» WHAT TO DO
Print the entire listing. Each line must match the original exactly.

-- start of RECORDS FOR PROCESSING --

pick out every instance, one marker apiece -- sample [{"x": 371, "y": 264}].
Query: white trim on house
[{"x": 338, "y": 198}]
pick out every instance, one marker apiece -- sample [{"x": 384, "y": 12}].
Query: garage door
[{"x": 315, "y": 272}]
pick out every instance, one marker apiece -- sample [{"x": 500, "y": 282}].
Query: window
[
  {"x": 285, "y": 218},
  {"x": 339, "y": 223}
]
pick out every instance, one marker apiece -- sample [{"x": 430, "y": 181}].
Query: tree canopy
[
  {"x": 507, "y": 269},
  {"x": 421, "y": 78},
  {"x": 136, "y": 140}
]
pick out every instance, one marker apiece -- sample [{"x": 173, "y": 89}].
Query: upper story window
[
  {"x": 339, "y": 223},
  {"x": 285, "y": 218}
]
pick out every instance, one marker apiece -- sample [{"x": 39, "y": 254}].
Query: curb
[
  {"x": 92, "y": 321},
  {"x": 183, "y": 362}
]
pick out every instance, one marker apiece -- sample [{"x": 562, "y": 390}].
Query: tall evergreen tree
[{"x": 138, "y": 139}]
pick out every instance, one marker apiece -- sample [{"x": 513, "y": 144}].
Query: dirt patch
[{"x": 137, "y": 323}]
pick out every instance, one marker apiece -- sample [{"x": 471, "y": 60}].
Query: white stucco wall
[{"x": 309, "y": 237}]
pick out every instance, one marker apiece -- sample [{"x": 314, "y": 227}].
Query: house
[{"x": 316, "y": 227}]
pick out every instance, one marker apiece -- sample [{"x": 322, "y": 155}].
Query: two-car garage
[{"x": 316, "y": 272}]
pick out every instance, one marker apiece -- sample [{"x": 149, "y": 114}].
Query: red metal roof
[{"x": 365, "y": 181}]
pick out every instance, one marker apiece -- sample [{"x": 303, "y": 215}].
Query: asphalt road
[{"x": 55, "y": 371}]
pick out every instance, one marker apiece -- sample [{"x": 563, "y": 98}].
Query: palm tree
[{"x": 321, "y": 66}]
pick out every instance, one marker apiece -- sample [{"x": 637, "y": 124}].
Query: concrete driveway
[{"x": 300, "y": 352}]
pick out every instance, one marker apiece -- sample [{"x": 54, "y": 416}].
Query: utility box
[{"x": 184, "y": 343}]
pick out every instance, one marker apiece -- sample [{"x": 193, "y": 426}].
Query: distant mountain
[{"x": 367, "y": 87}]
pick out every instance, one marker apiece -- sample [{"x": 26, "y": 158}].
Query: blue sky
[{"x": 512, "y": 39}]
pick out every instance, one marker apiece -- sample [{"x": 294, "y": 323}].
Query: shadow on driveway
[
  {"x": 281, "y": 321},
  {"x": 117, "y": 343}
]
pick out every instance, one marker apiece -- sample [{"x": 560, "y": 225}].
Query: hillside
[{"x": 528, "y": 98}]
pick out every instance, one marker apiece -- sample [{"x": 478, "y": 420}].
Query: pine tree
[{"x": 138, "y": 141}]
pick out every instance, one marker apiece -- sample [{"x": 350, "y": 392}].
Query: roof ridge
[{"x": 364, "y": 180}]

-- end of RECORDS FOR PROCESSING --

» ANSWER BELOW
pick out every instance, one marker apiece -- sample [{"x": 371, "y": 264}].
Query: white trim on house
[{"x": 338, "y": 198}]
pick out every instance, one marker apiece -- sample [{"x": 384, "y": 12}].
Query: garage door
[{"x": 315, "y": 272}]
pick out every instance, one marker apiece -- sample [{"x": 500, "y": 282}].
Query: window
[
  {"x": 285, "y": 218},
  {"x": 339, "y": 223}
]
pick out every instance, one marker apiece -- sample [{"x": 430, "y": 181}].
Query: tree canopy
[
  {"x": 507, "y": 269},
  {"x": 421, "y": 78},
  {"x": 136, "y": 140}
]
pick out every instance, one marker apiece -- sample [{"x": 173, "y": 89}].
Query: upper story window
[
  {"x": 339, "y": 223},
  {"x": 285, "y": 218}
]
pick out every instance, one marker apiece -- sample [{"x": 39, "y": 254}].
Query: curb
[
  {"x": 92, "y": 321},
  {"x": 183, "y": 362}
]
pick out every instance, one marker apiece -- sample [{"x": 562, "y": 390}].
Query: tall evergreen tree
[{"x": 138, "y": 139}]
pick out every instance, one marker apiece -- sample [{"x": 513, "y": 144}].
Query: dirt patch
[{"x": 137, "y": 323}]
pick out every instance, one marker apiece -- sample [{"x": 471, "y": 60}].
Query: white stucco wall
[{"x": 309, "y": 237}]
pick out every instance, one marker apiece -- sample [{"x": 314, "y": 227}].
Query: house
[{"x": 316, "y": 227}]
pick out every instance, one marker apiece -- sample [{"x": 322, "y": 155}].
Query: two-car garage
[{"x": 316, "y": 272}]
pick out every instance, one marker apiece -- sample [{"x": 149, "y": 114}].
Query: red metal roof
[{"x": 365, "y": 181}]
pick out every instance, one marker apiece -- sample [{"x": 303, "y": 215}].
Query: asphalt road
[{"x": 55, "y": 371}]
pick out every instance, one marker apiece -- sample [{"x": 563, "y": 98}].
Query: palm tree
[{"x": 321, "y": 66}]
pick out every instance, one marker apiece -- sample [{"x": 637, "y": 124}].
Query: concrete driveway
[{"x": 300, "y": 352}]
pick out every instance, one marker apiece -- sample [{"x": 54, "y": 416}].
Query: utility box
[{"x": 184, "y": 343}]
pick out every instance, one marker apiece -- sample [{"x": 193, "y": 426}].
Query: distant mountain
[{"x": 367, "y": 87}]
pick out every instance, one marker apiece -- sample [{"x": 26, "y": 158}].
Query: blue sky
[{"x": 512, "y": 39}]
pick out every instance, one marker apiece -- sample [{"x": 294, "y": 323}].
Query: shadow on driveway
[
  {"x": 281, "y": 321},
  {"x": 117, "y": 343}
]
pick out every instance, one marker apiece -- sample [{"x": 560, "y": 225}].
Query: hillside
[{"x": 528, "y": 98}]
pick out every instance, one marker apiece -- sample [{"x": 478, "y": 420}].
Query: pine tree
[{"x": 138, "y": 141}]
pick out every instance, one marker apiece -- sample [{"x": 350, "y": 392}].
Query: roof ridge
[{"x": 364, "y": 180}]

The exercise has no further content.